-- PROBLEMS TO SOLVE --
**A)** In the case study on designing an AI research orchestrator for RevOps, what inspired the step where the AI proposes a plan before executing anything?
**B)** Write the next part of the case study on designing an AI research orchestrator for RevOps, picking up after its last sentence.

-- EXTRACT TO READ --

______________________________

Vasco

Designing an AI research orchestrator for RevOps

Role

Founding Designer

Timeline

2022–2026

Location

Montréal

The Problem

RevOps teams sit on mountains of data. What they lack is the ability to turn it into a narrative fast enough to matter.

The synthesis work is manual and slow. The same numbers need to tell different stories depending on the audience: the board wants an executive summary, the VP Sales wants a pipeline diagnostic, the CRO wants concrete actions.

Some teams don’t even know where to start. They open a spreadsheet, stare at the numbers, and ask: “What’s going on?”

Existing tools don’t solve this. Dashboards show numbers, not narratives. Chat-based LLMs are stateless, so nothing persists. Slides are an output, not an analysis process.

Review Hub

Review Hub turns raw data into narratives (executive summaries, pipeline diagnostics, action plans) through guided AI conversation.

Our first direction was chat → outline → slides. Too fast. We were jumping straight to the output without doing the analysis work.

The real need wasn’t “make me slides.” It was the entire upstream analysis that nobody does well because it takes too long.

New architecture: guided conversation → analysis tasks → supporting assets → communication artifact.

Conversation over configuration

The natural instinct was filters and formulas. But a conversation is more flexible than any system of configuration. In a few questions, the AI extracts exactly what the user needs.

I use AI this way myself, asking it to interview me to clarify my thinking. That’s the pattern behind Review Hub: what we already do with LLMs, but structured and traceable.

Show me Q4 2025 pipeline for Enterprise and Mid-Market segments in EMEA or AMER where win rate is above 25%.

Make no mistake.

Trust before execution

Inspired by Cursor’s plan mode. Before the AI executes anything, it proposes a structured plan. The user reviews and approves. Handshake between machine and human. No surprises.

Building artifacts is expensive: time, compute, AI credits. Better to invest 30 seconds in a good plan than 5 minutes in a bad result.

The same principle applies during execution. The AI encounters decision points that need human judgment. Rather than guessing, it asks. Which pipeline definition? What geographic scope? How deep to dig?

______________________________

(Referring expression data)
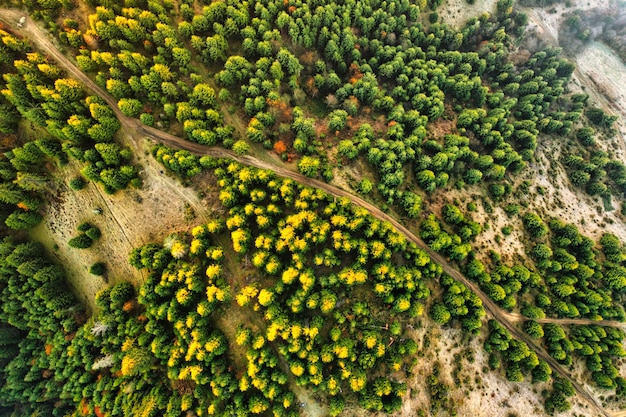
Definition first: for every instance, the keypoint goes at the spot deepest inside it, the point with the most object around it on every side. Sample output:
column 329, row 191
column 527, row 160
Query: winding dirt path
column 137, row 132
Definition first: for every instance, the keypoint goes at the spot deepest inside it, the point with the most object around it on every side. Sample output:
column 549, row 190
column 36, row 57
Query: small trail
column 137, row 131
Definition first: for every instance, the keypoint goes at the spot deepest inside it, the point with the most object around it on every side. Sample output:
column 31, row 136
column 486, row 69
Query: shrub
column 77, row 183
column 94, row 233
column 99, row 268
column 81, row 241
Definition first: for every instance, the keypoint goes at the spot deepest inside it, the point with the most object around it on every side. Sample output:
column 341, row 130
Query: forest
column 291, row 288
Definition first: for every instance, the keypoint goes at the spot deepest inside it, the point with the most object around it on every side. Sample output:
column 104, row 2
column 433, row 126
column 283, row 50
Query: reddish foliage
column 280, row 147
column 129, row 306
column 355, row 71
column 84, row 407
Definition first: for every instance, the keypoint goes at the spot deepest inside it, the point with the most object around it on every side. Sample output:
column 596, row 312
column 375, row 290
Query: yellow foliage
column 289, row 275
column 128, row 364
column 307, row 280
column 179, row 249
column 297, row 369
column 196, row 246
column 265, row 297
column 213, row 271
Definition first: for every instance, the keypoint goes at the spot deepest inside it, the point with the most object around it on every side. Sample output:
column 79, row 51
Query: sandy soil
column 457, row 12
column 129, row 218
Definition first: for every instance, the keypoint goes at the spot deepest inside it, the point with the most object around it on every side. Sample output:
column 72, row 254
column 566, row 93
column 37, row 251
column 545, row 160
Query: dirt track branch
column 138, row 131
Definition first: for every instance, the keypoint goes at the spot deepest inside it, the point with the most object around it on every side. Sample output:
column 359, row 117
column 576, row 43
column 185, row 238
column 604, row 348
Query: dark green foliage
column 99, row 268
column 81, row 241
column 77, row 183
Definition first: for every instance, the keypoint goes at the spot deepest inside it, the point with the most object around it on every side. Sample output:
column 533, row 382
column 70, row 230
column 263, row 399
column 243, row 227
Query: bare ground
column 149, row 220
column 129, row 218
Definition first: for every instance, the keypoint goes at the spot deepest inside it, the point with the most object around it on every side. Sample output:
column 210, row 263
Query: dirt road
column 138, row 132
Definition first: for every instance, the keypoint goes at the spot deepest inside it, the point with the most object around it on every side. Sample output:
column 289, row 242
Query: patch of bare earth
column 128, row 219
column 457, row 12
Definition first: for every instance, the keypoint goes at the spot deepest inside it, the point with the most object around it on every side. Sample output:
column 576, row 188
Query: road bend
column 139, row 131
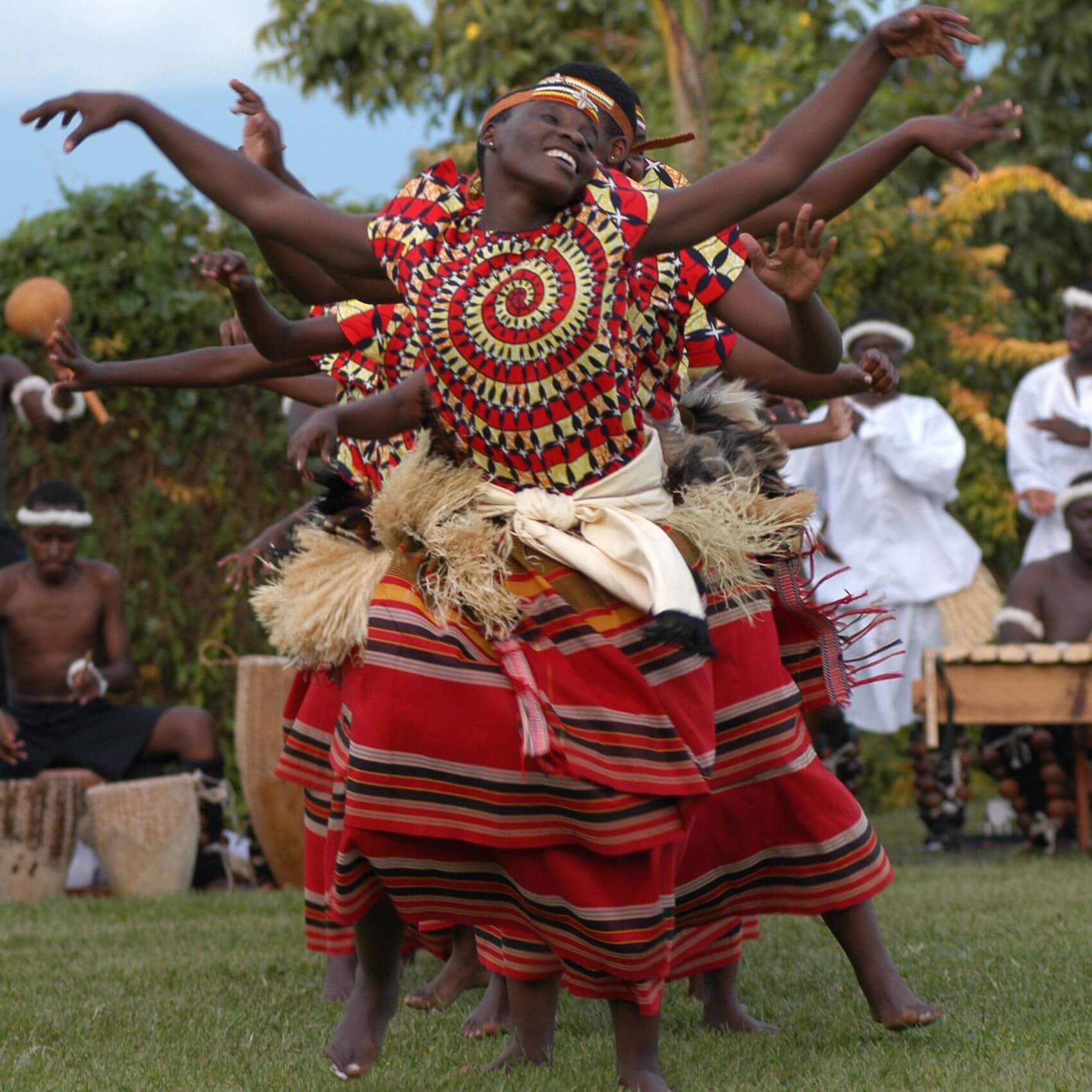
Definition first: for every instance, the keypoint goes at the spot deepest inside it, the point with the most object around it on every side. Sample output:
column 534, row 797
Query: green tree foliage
column 179, row 478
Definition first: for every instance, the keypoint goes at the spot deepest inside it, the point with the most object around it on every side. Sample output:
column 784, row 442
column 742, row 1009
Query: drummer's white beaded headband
column 892, row 330
column 1073, row 493
column 1077, row 299
column 54, row 518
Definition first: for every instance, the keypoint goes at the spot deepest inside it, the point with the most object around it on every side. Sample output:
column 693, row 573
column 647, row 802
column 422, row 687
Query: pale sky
column 180, row 54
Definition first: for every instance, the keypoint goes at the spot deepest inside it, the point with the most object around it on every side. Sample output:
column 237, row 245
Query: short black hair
column 610, row 83
column 877, row 315
column 56, row 493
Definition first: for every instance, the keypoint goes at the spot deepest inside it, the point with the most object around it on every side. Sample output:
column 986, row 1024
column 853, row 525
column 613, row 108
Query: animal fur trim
column 1020, row 617
column 721, row 434
column 434, row 503
column 431, row 500
column 315, row 609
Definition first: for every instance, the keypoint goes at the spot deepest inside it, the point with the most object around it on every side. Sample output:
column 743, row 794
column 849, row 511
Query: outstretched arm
column 215, row 366
column 263, row 146
column 376, row 417
column 774, row 303
column 271, row 333
column 763, row 369
column 803, row 140
column 263, row 202
column 833, row 188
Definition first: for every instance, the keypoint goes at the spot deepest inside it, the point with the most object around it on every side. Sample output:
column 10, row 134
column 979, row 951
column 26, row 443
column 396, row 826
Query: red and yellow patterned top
column 674, row 333
column 526, row 334
column 380, row 355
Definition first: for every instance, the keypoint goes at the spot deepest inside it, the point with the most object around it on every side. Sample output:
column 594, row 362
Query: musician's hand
column 98, row 110
column 12, row 749
column 319, row 433
column 839, row 420
column 926, row 31
column 1064, row 431
column 1040, row 501
column 227, row 268
column 883, row 375
column 85, row 686
column 74, row 372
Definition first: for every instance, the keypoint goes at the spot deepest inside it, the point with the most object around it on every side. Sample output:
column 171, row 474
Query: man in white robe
column 1050, row 431
column 883, row 493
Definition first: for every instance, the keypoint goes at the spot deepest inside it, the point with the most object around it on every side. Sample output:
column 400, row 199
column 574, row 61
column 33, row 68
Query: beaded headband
column 1077, row 299
column 1073, row 494
column 892, row 330
column 54, row 518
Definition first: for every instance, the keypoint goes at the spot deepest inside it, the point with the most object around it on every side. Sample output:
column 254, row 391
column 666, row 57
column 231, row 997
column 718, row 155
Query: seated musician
column 68, row 646
column 1048, row 601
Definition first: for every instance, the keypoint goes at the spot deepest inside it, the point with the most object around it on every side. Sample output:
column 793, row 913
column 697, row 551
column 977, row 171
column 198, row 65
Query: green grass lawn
column 215, row 993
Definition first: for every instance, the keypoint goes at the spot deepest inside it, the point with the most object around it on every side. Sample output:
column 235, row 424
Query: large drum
column 37, row 836
column 277, row 806
column 146, row 833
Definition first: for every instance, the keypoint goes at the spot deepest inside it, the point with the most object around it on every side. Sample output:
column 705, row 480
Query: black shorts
column 101, row 736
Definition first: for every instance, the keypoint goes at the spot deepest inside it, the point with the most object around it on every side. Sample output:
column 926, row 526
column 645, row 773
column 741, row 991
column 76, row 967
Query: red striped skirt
column 780, row 833
column 310, row 716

______________________________

-- ANSWERS TO THE PROBLEMS --
**A)** Cursor's plan mode.

**B)**
The agency spectrum

Precise

Exact parameters

QBR Q4, focus pipeline EMEA, compare year over year.

Vague

Open question

What’s going on with our sales?

Serendipity

Full delegation

Explore and tell me what you find interesting.

Pulse

Pulse — Revenue Dashboard

Revenue operations exists to align marketing, sales and customer success. Every function reads the funnel differently, and no single view unified them.

Pulse puts the entire revenue engine in one view. I shaped it with the CEO. It was one of the hardest features to get right: dense data, competing needs across functions, endless edge cases in how teams read their funnel.

It paid off. Pulse has the highest adoption and retention of any feature we’ve built, and it’s the one users come back to most.

Reflection

I joined Vasco as the first employee. No product, two founders with a Lightspeed exit, and a precise vision for what RevOps could be. I moved from Paris to Montréal for this bet.

I was the sole designer for two and a half years, working alongside engineers and two founders who care deeply about craft. Intense, but I loved it. The team has since grown. Two very good designers have joined, and I trust them to hold the bar we’ve set together.

Designing AI products means designing a boundary. The machine is good at analysis and speed. Humans are better at judgment and business context. Task approval and human-in-the-loop are two expressions of that same line.

Most of the hard work isn’t the interface. It’s deciding what the machine should do alone and where it needs a human to make the call.